What you will do →
The entries below must be copied exactly as they are.

** Records to process follows **

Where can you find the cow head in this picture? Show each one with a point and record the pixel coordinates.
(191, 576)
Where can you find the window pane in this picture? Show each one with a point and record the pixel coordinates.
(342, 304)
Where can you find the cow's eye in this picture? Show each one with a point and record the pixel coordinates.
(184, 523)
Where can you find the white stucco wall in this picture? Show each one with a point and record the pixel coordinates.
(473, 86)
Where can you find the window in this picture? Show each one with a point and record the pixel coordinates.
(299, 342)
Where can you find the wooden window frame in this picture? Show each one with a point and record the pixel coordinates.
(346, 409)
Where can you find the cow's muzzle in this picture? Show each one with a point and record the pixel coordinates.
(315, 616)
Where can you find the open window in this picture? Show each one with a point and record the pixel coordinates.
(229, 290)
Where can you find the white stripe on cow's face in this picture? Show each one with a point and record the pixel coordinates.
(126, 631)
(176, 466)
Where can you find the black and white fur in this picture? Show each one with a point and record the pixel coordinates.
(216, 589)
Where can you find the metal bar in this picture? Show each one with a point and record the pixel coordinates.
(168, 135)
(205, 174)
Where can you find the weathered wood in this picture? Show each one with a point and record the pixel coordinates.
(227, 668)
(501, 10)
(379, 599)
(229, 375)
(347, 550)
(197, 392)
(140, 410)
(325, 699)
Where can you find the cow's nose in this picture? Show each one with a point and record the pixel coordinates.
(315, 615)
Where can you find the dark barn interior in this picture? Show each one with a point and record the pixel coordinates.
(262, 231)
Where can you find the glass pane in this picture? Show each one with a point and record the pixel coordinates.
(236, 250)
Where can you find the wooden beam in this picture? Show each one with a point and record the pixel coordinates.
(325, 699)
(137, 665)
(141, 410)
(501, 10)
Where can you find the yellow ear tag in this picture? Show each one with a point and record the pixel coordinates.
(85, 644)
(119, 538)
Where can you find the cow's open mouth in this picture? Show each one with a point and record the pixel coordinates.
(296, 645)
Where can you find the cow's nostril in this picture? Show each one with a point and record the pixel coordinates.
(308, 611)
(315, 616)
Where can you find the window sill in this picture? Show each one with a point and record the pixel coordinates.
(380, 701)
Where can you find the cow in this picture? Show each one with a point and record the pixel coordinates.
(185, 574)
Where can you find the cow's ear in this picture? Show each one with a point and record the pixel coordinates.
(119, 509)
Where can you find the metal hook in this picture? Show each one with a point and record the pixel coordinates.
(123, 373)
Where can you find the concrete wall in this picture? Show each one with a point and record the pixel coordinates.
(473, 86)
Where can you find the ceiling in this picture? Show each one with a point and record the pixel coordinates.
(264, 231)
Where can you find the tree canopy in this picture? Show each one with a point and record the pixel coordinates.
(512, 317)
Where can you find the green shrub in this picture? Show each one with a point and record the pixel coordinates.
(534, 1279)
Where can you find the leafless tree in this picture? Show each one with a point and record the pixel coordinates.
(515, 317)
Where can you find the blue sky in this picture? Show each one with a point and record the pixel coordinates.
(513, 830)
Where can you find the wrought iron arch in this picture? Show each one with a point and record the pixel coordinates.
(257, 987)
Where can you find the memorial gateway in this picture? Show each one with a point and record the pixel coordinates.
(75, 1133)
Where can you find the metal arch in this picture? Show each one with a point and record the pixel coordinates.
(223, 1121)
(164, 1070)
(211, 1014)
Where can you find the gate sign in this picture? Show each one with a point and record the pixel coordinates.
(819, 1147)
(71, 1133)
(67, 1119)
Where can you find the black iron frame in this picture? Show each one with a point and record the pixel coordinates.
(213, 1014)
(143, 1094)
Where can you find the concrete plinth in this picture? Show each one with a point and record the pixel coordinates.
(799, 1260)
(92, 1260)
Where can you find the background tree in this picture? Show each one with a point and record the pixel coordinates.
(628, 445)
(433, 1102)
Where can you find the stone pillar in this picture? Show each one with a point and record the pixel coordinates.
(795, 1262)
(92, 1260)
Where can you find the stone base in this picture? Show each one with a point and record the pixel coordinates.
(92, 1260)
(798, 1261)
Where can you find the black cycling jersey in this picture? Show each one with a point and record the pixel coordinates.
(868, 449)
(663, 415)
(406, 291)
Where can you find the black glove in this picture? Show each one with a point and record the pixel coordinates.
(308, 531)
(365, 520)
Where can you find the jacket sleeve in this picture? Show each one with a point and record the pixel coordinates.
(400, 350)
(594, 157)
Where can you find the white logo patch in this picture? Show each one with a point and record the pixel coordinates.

** End of Records to process **

Result →
Where can you find the cow head in this picture? Show each one with a point and record the pixel coordinates.
(191, 576)
Where can you find the window pane in this picture? Show each one with a point and record the pixel coordinates.
(342, 304)
Where can you find the cow's eye in this picture? Show each one with a point and record the pixel coordinates.
(184, 523)
Where can you find the white stucco wall in this picture? Show each one with a point and record the pixel coordinates.
(473, 86)
Where can you find the window in this picture? Show each one with a point and record the pixel coordinates.
(299, 342)
Where can you find the wooden window frame in this picture? Show each one with a point and record the pixel coordinates.
(346, 409)
Where can you find the cow's muzzle in this picture? Show each one with a point and record the pixel coordinates.
(315, 616)
Where can you find the open window in this picture? Show each one with a point and record the pixel coordinates.
(229, 290)
Where can you find the white stripe on cow's face in this picture? Show each one with a point and record the pixel coordinates.
(126, 631)
(176, 466)
Where can you find the black and white fur in this picture? Show each one with a point and record the pixel coordinates.
(216, 589)
Where can you find the metal bar in this picture? Show each one with a point and record the pixel coordinates.
(168, 135)
(205, 174)
Where can you find the weathered wood in this picture? Show each one with a point and record the pixel coordinates.
(227, 668)
(501, 10)
(379, 599)
(229, 375)
(347, 550)
(197, 392)
(140, 410)
(325, 699)
Where can you find the cow's nose in this picture? Show each one with a point and record the pixel coordinates.
(315, 615)
Where can you find the dark barn interior in this picture? Show each one with a point and record the pixel coordinates.
(262, 231)
Where can you find the glass pane in this picture? Show each one with a point and record the pixel coordinates.
(236, 250)
Where can you find the wooden beam in this picture? Show each one with a point and record the pixel coordinates.
(325, 699)
(137, 665)
(141, 410)
(501, 10)
Where can you find the yellow ear tag in this picture? Show each one with a point and record the pixel coordinates.
(85, 644)
(119, 538)
Where can you find the cow's open mouth in this picture? Show each one with a point and record the pixel coordinates.
(296, 645)
Where can you find the cow's nostril in this picture? Show each one with a point and record the pixel coordinates.
(308, 611)
(315, 616)
Where can you find the window sill in this picture? Show each one with a point and record the pixel coordinates.
(380, 701)
Where can you find the cow in this picture? Show each one with a point and record the pixel coordinates.
(185, 574)
Where can you find the cow's ear in this picture? Show each one with a point and record the pixel coordinates.
(119, 509)
Where can you find the metal hook in this picture? Show each one with a point and record the pixel coordinates.
(123, 373)
Where can you find the concrete wall in this picture? Show each one with a point and record the pixel coordinates.
(473, 86)
Where can you find the ceiling in this picture? Show each one with a point and record the pixel coordinates.
(264, 231)
Where can you find the tree canopy in this picture? Show each one with a point and record the pixel coordinates.
(512, 317)
Where can you find the green shrub in this picture? Show each one with a point and record the pixel coordinates.
(534, 1279)
Where can you find the leafless tree in this picture? Show each one with a point and record the pixel coordinates.
(515, 317)
Where can you find the blue sky in this picture? Show each one with a point and record the pixel coordinates.
(513, 830)
Where can you find the wrought iron arch in this picture? Show each one with a point and record the pixel coordinates.
(257, 987)
Where can you find the memorial gateway in this picture? Show each one with a point and record the pixel coordinates.
(75, 1133)
Where can you find the metal arch in this picture? Show each one with a point and record the pixel coordinates.
(223, 1121)
(164, 1070)
(211, 1014)
Where can you find the gate sign in this picture? Show each one with a point and record the pixel coordinates.
(819, 1147)
(71, 1133)
(67, 1119)
Where can you find the black iron frame in this picture? Show each one with a point and record the pixel coordinates.
(213, 1014)
(143, 1094)
Where can you find the concrete plinth in this picture? Show each one with a point and record the pixel coordinates.
(799, 1260)
(92, 1260)
Where can you find the background tree in this picture? Show each one with a point and record the pixel coordinates.
(628, 445)
(433, 1102)
Where can you find the stone pillar in this picture? Show each one with a point and record the pixel coordinates.
(795, 1262)
(92, 1260)
Where can you find the stone base in this picture? Show each one with a point and record the pixel coordinates.
(92, 1260)
(798, 1261)
Where can you find the black cycling jersey in this picture? Show each one with a point and record the pixel coordinates.
(868, 449)
(663, 415)
(406, 291)
Where can you find the black glove in this picture? Show each one with a point and record the pixel coordinates.
(308, 531)
(365, 520)
Where can you find the jacket sleeve in this picture? Show each one with a point and record the pixel coordinates.
(400, 350)
(594, 157)
Where can you find the white logo patch in this picture? Show each one with a point and record the pixel coordinates.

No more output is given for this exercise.